WHAT THIS TASK INVOLVES: Render the following lines as a JSON list of strings, with one string per line and blank lines omitted. Leave the attached pictures out of the result.

EXTRACTED ENTRIES:
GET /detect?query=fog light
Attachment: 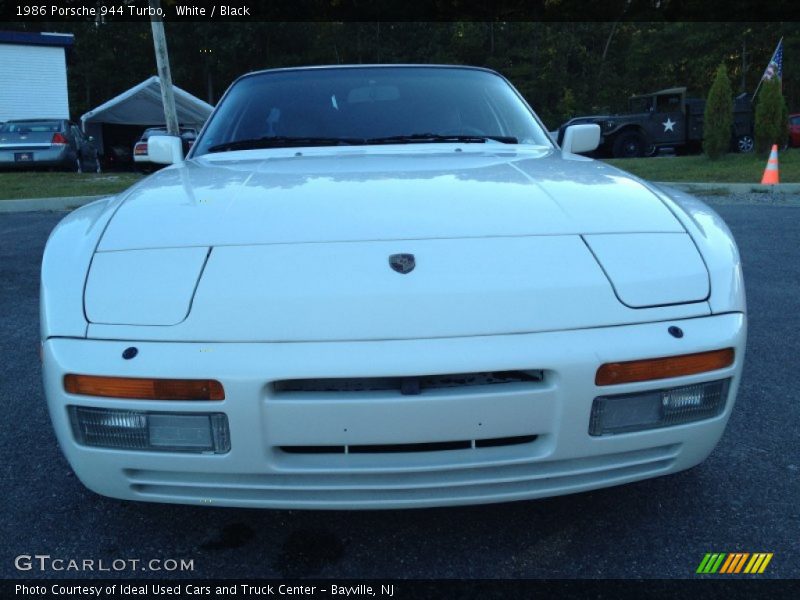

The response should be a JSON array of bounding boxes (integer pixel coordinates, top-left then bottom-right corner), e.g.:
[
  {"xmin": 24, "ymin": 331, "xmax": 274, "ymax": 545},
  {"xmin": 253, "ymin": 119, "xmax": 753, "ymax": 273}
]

REPLY TO THE EXERCISE:
[
  "GET /detect?query=fog light",
  "Attachment: ",
  "The response should be a JSON array of bounding boxes (integer pixel coordinates, top-left then bottom-right corner), e.g.:",
  "[",
  "  {\"xmin\": 24, \"ymin\": 331, \"xmax\": 274, \"ymax\": 545},",
  "  {\"xmin\": 253, \"ymin\": 119, \"xmax\": 753, \"ymax\": 273}",
  "]"
]